TRY IT:
Restate exactly, and only, the lines spanning from the one with "Place a dot on every instance of the dark wooden" to the end of the records below.

START MATERIAL FOR THE TASK

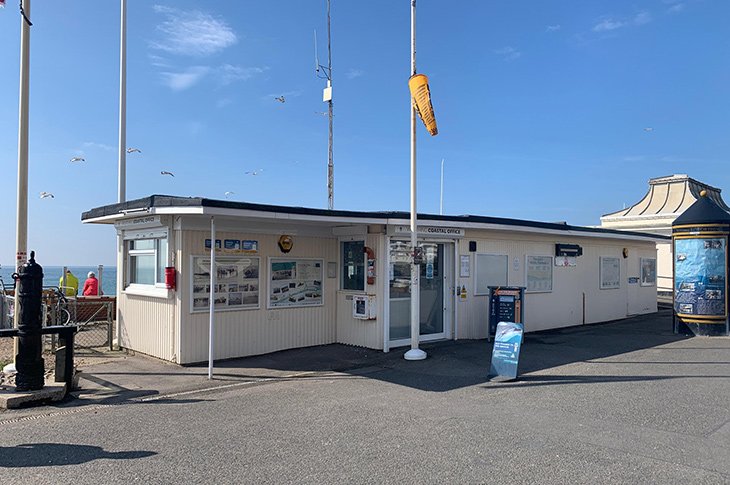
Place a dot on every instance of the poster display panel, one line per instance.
(539, 277)
(610, 269)
(295, 282)
(699, 276)
(237, 283)
(648, 272)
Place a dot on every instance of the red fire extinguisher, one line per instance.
(170, 277)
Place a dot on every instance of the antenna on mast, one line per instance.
(326, 73)
(316, 54)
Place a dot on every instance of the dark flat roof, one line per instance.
(159, 201)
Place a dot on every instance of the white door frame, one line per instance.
(448, 303)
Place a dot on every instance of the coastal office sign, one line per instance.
(146, 221)
(432, 231)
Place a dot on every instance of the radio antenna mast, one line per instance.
(326, 73)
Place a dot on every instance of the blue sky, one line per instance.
(542, 106)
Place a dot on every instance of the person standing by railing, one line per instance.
(70, 286)
(91, 285)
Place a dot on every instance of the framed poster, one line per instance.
(464, 266)
(539, 274)
(648, 272)
(295, 282)
(237, 283)
(610, 272)
(490, 270)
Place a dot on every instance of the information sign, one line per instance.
(505, 305)
(506, 350)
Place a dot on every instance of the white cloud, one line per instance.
(229, 73)
(192, 32)
(608, 24)
(642, 18)
(158, 61)
(352, 73)
(100, 146)
(676, 8)
(178, 81)
(508, 53)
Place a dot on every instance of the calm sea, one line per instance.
(52, 274)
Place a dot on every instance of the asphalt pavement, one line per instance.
(620, 402)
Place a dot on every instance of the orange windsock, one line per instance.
(421, 94)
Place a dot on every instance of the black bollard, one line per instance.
(29, 293)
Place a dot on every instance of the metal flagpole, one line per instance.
(211, 298)
(415, 353)
(441, 205)
(122, 182)
(122, 172)
(21, 221)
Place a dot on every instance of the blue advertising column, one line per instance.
(700, 240)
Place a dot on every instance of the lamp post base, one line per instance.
(415, 354)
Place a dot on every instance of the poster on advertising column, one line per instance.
(295, 282)
(699, 276)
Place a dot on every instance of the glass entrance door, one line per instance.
(432, 283)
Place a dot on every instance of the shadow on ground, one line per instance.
(59, 454)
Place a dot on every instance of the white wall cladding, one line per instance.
(252, 332)
(564, 305)
(363, 333)
(148, 325)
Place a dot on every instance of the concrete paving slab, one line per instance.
(51, 392)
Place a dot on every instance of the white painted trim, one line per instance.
(157, 291)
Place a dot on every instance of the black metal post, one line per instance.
(29, 292)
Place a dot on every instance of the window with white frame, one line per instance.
(146, 260)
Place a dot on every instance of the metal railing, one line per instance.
(94, 318)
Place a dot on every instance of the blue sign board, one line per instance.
(699, 276)
(506, 350)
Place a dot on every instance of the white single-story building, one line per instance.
(289, 277)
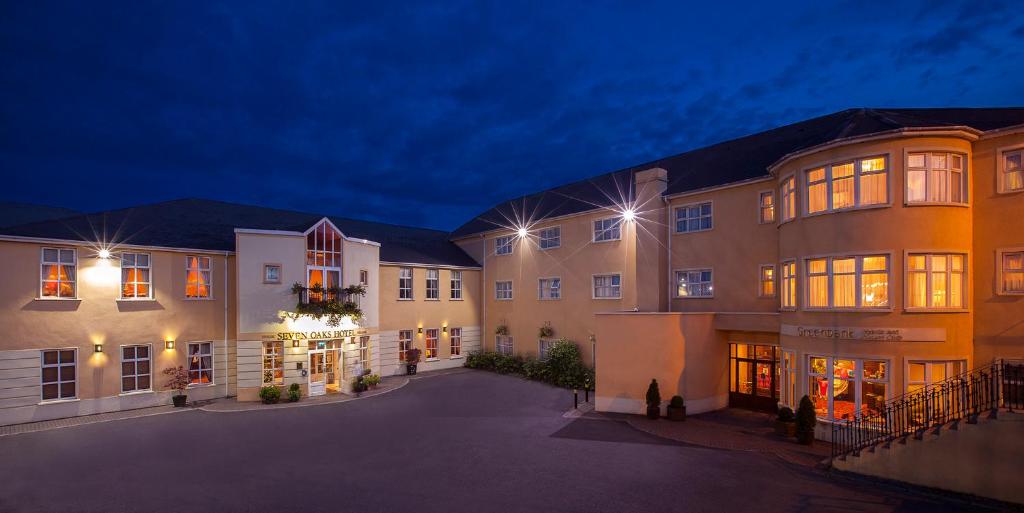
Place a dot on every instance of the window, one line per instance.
(58, 374)
(135, 373)
(433, 284)
(455, 337)
(431, 343)
(936, 281)
(1012, 173)
(788, 285)
(848, 282)
(404, 343)
(198, 278)
(767, 282)
(200, 362)
(693, 218)
(456, 285)
(766, 206)
(608, 229)
(936, 177)
(788, 199)
(271, 273)
(855, 386)
(551, 238)
(406, 283)
(607, 287)
(57, 271)
(135, 275)
(1012, 271)
(503, 291)
(503, 245)
(694, 284)
(550, 288)
(503, 344)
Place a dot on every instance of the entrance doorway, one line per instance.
(325, 368)
(754, 377)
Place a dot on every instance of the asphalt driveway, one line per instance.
(467, 441)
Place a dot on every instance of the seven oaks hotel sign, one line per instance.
(866, 334)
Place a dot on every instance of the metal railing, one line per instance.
(961, 397)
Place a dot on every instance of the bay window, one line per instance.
(936, 177)
(936, 281)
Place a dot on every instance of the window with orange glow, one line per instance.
(199, 275)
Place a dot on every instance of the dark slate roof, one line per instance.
(207, 224)
(732, 161)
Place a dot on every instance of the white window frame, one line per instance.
(59, 381)
(554, 288)
(499, 293)
(603, 233)
(676, 273)
(547, 236)
(612, 286)
(433, 285)
(456, 286)
(43, 261)
(136, 374)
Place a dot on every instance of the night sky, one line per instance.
(429, 115)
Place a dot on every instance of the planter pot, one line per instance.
(677, 414)
(653, 413)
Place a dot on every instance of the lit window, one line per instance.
(58, 373)
(550, 288)
(1013, 272)
(788, 285)
(1012, 175)
(198, 278)
(433, 284)
(788, 199)
(503, 291)
(551, 238)
(767, 285)
(607, 287)
(135, 275)
(766, 205)
(455, 336)
(608, 229)
(935, 177)
(57, 272)
(431, 336)
(135, 372)
(854, 282)
(406, 283)
(456, 285)
(693, 218)
(201, 362)
(694, 284)
(273, 362)
(936, 281)
(503, 245)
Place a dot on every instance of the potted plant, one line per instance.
(177, 380)
(653, 400)
(677, 409)
(806, 419)
(785, 423)
(270, 394)
(412, 358)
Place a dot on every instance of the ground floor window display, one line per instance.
(842, 387)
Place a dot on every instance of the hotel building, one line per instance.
(851, 257)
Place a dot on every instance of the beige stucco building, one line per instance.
(852, 258)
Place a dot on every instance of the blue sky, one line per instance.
(429, 114)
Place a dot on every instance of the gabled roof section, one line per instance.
(208, 224)
(741, 159)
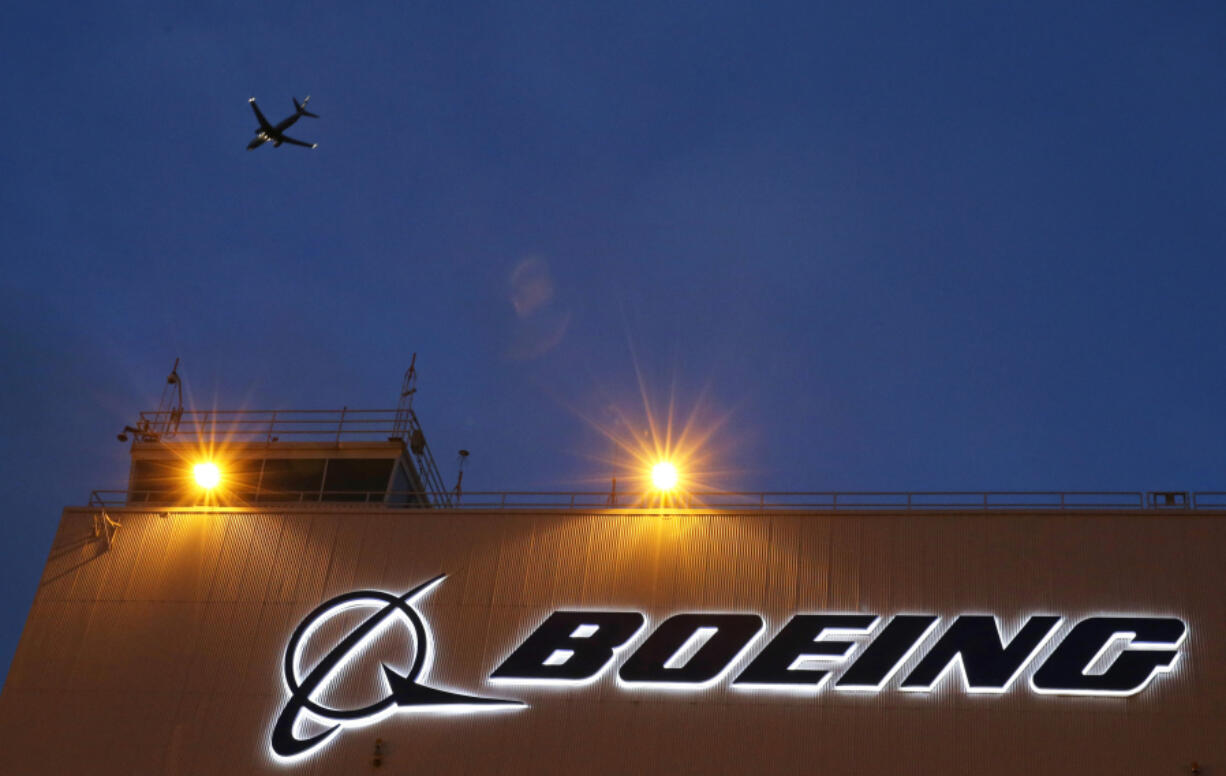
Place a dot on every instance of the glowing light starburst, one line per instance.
(660, 460)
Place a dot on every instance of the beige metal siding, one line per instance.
(163, 655)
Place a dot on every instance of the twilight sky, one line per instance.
(874, 245)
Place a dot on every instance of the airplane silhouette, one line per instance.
(276, 134)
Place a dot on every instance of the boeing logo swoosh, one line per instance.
(405, 692)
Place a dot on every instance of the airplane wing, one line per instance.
(264, 123)
(298, 142)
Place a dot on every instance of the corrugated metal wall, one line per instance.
(163, 655)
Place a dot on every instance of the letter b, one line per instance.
(570, 646)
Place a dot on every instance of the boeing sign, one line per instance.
(1107, 655)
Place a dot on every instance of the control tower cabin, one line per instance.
(278, 456)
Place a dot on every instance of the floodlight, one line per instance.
(663, 476)
(207, 475)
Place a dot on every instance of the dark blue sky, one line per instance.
(894, 245)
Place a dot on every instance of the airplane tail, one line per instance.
(302, 108)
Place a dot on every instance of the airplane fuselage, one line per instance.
(275, 134)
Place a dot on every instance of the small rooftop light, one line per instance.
(207, 476)
(663, 476)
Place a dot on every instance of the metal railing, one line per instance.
(271, 426)
(774, 500)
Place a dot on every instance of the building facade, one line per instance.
(351, 638)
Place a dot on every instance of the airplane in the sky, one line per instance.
(276, 134)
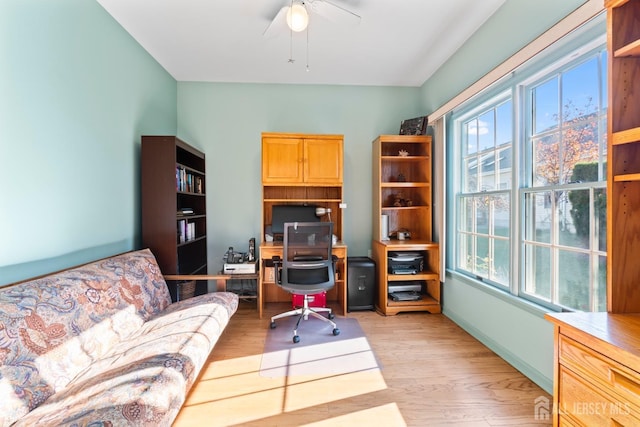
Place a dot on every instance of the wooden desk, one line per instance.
(596, 369)
(269, 291)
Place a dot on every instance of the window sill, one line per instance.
(530, 307)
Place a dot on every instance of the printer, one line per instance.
(405, 262)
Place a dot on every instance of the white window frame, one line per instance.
(510, 85)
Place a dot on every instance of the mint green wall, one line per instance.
(513, 329)
(226, 121)
(76, 93)
(513, 26)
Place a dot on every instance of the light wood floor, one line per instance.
(432, 373)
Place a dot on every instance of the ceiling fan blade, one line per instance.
(334, 13)
(278, 24)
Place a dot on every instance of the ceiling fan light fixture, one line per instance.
(297, 17)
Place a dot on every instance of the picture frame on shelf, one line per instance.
(415, 126)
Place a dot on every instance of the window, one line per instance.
(529, 162)
(484, 200)
(564, 195)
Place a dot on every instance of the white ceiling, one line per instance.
(395, 43)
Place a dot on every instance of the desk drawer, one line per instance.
(580, 401)
(601, 370)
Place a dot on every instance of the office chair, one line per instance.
(307, 268)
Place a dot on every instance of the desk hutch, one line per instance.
(301, 169)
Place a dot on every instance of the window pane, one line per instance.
(538, 271)
(603, 80)
(504, 168)
(601, 285)
(504, 127)
(573, 280)
(574, 218)
(538, 217)
(580, 152)
(482, 215)
(486, 131)
(470, 178)
(471, 132)
(482, 256)
(501, 259)
(465, 260)
(580, 91)
(466, 214)
(488, 172)
(545, 106)
(546, 167)
(501, 214)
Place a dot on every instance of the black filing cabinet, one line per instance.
(361, 283)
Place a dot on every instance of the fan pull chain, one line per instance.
(307, 48)
(291, 60)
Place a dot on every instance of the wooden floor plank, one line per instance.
(432, 374)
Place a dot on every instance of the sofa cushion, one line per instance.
(144, 380)
(54, 327)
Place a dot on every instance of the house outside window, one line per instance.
(529, 162)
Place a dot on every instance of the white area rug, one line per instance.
(319, 352)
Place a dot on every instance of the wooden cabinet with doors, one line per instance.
(597, 356)
(623, 121)
(402, 194)
(301, 169)
(302, 159)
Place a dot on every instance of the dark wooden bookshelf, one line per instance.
(166, 162)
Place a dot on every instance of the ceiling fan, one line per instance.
(295, 14)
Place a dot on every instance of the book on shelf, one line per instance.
(185, 211)
(188, 182)
(186, 231)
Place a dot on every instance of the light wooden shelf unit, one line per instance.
(402, 172)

END MATERIAL FOR THE TASK

EXERCISE RESULT:
Place a dot on every instance of the dark wooden bookshelf, one line per instance.
(166, 162)
Place a dot on every instance of the ceiling fan, one line per instance.
(295, 14)
Place a dot on every instance of the book on shelf, one line per instance.
(185, 211)
(188, 182)
(186, 231)
Place a dot on every instance of the light wooden shelf unit, one line per instance.
(402, 172)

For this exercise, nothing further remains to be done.